* _WHAT TO WORK ON_:
A) Rewrite the paragraph beginning "There is a difference between being wrong" from the passage on essential and accidental attributes so it is shorter but keeps its main facts.
B) In the passage on essential and accidental attributes, what mistaken belief about the wife is given as an example of an essential error?
C) Repeat the part of the passage on essential and accidental attributes that opens with the words containing "I would like" and closes with "so many agreeable reasons.", swapping "disagreeable" for "opposing".

##### GIVEN PASSAGE #####

I would like to offer my take on the issue that I think does justice to both sides, or at least makes clearer why they reach disagreeable conclusions for so many agreeable reasons.

Essential vs. Accidental Attributes

There is a difference between being wrong about a thing and not talking about the same thing. (In fact, in order to be wrong about a thing, one must have that thing thing in mind when one makes the error.) Often errors regarding things are merely “accidental” (in the philosophical sense). So for example, if someone thinks my wife is 7 feet tall, he would be wrong – but he would be wrong about her. Simply getting her height wrong would not mean he is speaking of something other than my wife, because height is an accidental property of a thing. However, if he thought she were a blade of grass, then obviously we are not talking about the same thing, for he has made an “essential” error (i.e., an error regarding her essence).

##### RECORDED INFORMATION #####

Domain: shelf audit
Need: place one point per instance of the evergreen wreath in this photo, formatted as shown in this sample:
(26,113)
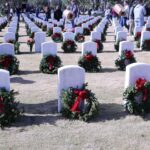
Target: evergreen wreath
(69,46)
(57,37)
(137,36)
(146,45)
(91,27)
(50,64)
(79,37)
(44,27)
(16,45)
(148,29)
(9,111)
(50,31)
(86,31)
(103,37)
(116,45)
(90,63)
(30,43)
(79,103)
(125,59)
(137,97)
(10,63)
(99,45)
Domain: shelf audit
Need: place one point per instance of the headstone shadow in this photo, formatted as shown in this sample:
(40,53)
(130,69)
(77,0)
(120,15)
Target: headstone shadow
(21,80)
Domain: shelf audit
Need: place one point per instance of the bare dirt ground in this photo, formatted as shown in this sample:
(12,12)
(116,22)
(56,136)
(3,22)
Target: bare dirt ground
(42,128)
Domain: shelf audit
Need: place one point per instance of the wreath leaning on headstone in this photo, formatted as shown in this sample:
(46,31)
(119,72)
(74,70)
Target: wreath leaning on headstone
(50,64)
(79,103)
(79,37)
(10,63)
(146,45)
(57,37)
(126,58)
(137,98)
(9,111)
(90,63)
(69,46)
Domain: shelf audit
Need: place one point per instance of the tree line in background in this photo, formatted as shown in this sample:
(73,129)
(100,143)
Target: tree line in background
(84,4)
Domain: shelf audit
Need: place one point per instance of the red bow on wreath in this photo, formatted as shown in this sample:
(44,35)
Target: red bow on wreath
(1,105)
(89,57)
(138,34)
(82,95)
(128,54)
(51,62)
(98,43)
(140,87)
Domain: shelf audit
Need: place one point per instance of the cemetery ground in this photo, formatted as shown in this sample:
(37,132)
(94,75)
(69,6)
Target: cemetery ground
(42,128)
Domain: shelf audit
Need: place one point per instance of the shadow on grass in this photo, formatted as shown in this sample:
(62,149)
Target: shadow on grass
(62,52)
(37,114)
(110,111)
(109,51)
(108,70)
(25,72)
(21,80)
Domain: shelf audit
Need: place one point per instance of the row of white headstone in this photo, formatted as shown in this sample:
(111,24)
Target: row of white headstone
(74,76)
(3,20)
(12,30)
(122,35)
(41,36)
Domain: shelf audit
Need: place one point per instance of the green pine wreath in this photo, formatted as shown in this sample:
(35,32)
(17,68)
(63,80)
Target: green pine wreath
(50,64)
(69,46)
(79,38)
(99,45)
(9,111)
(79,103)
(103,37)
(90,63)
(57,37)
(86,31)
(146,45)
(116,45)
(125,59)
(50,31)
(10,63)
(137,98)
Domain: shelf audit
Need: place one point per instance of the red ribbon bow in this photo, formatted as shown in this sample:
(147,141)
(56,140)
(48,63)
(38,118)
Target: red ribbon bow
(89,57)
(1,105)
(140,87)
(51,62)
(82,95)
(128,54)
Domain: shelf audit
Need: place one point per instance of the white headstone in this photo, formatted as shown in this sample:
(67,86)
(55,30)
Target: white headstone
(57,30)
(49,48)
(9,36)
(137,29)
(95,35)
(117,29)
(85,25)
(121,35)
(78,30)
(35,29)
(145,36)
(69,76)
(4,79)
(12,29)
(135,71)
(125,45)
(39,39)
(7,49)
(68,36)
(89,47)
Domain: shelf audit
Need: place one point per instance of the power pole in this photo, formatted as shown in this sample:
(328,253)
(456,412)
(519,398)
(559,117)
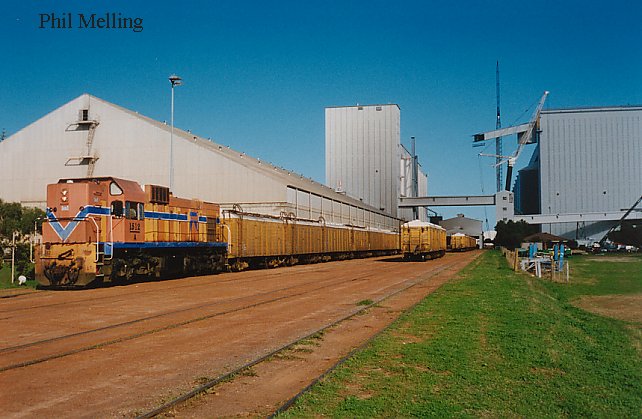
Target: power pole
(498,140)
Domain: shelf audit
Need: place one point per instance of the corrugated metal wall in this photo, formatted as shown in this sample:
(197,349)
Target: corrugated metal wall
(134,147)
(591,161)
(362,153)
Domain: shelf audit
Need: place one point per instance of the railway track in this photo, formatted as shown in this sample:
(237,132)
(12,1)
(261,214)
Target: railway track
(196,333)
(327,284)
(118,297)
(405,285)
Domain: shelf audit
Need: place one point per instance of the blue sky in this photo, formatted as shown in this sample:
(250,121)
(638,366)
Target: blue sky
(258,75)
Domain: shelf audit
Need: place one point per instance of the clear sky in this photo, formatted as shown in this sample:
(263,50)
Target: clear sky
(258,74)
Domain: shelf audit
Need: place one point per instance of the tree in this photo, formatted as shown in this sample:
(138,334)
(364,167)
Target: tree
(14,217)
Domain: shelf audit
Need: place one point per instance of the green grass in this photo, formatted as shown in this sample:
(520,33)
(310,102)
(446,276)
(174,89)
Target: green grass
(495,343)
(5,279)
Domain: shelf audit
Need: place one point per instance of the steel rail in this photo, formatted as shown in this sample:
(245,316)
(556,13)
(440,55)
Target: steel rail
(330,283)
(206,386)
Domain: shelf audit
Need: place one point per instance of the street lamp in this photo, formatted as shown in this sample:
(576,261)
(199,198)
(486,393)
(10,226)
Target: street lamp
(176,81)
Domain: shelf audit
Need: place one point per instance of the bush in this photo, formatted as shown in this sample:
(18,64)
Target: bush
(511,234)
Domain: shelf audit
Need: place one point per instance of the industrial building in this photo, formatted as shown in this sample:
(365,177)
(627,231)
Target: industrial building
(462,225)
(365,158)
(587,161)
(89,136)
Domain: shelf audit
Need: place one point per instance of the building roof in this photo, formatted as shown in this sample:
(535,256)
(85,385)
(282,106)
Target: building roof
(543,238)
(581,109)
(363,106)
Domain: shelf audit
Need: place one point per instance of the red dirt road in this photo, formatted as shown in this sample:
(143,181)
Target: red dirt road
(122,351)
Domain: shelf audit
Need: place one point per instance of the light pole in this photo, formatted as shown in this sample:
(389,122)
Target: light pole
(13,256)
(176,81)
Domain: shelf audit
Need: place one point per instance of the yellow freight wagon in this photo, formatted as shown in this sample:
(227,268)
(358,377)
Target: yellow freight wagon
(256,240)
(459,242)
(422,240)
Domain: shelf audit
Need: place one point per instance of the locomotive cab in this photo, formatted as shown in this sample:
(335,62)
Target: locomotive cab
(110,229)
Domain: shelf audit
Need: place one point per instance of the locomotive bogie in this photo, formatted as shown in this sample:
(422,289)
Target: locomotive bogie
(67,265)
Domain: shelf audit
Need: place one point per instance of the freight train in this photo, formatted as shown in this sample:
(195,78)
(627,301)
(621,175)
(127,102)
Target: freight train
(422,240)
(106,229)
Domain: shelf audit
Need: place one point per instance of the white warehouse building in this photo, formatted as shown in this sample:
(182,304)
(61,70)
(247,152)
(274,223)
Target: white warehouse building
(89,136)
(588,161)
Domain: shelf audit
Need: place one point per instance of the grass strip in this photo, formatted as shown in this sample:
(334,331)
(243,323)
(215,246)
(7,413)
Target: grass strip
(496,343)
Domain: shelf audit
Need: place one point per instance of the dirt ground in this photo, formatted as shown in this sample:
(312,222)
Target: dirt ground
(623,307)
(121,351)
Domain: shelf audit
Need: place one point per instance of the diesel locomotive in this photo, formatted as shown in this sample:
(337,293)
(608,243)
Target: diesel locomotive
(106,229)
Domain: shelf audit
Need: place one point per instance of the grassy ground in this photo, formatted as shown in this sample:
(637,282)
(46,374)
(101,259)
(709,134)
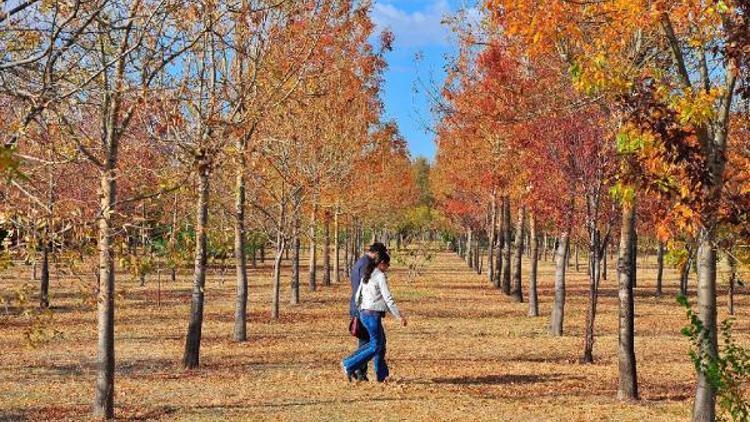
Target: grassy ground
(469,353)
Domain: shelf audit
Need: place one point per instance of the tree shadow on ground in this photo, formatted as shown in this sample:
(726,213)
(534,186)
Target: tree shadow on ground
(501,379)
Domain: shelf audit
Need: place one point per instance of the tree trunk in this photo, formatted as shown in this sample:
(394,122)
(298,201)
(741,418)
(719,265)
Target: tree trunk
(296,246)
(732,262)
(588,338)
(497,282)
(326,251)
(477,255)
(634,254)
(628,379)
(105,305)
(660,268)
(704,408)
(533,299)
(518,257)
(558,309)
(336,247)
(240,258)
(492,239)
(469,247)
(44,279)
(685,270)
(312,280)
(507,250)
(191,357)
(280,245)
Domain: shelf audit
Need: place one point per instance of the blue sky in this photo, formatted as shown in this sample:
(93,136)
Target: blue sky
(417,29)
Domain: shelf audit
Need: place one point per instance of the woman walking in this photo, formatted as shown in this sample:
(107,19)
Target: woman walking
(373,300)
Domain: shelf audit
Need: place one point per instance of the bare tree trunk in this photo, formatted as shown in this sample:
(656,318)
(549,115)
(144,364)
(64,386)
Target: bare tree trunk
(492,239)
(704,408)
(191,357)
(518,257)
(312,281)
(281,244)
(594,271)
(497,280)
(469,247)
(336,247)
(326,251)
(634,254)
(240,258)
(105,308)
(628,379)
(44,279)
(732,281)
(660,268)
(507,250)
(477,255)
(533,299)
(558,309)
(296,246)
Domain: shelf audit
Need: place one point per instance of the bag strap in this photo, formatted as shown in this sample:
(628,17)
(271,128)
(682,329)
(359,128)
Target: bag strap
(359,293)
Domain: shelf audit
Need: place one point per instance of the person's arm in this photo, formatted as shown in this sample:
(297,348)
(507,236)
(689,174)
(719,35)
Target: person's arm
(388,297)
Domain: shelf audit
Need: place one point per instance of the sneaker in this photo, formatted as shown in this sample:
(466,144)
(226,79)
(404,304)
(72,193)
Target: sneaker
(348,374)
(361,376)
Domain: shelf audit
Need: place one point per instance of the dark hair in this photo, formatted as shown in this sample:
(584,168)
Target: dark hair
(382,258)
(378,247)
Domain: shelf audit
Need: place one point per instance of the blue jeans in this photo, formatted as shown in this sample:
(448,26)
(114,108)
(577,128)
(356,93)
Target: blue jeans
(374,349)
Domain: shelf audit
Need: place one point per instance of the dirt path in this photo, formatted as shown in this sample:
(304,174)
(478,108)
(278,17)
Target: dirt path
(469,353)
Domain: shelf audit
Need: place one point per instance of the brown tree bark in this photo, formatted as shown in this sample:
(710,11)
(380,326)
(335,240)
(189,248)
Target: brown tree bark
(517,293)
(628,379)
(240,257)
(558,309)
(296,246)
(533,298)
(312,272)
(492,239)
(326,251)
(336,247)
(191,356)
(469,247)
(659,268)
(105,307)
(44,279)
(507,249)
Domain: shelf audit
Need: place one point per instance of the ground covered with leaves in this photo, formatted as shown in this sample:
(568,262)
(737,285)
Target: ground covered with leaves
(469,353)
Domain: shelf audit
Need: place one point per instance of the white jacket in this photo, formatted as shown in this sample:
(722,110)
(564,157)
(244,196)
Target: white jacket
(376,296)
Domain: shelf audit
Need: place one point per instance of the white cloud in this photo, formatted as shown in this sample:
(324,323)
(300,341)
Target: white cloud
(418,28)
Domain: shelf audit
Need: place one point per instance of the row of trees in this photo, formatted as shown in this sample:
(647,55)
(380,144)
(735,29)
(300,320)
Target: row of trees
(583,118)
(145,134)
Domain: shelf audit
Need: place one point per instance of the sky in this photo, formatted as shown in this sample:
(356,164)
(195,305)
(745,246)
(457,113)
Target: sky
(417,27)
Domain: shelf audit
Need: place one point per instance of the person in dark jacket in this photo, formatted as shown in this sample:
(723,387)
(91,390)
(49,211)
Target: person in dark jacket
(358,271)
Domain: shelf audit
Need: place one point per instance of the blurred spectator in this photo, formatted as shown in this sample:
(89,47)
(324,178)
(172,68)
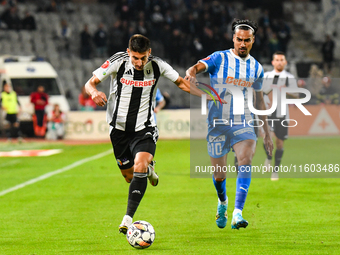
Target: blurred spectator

#####

* _LIST OF SOLUTIONS_:
A) Being wrong about a thing is different from talking about a different thing, since an error about something requires having that thing in mind. Many errors are "accidental" in the philosophical sense. Someone who thinks the writer's wife is 7 feet tall is wrong, but he is still wrong about her, because height is an accidental property. If he thought she were a blade of grass, he would be making an "essential" error, one about her essence, and the two would not be talking about the same thing.

B) Thinking she is a blade of grass.

C)
I would like to offer my take on the issue that I think does justice to both sides, or at least makes clearer why they reach opposing conclusions for so many agreeable reasons.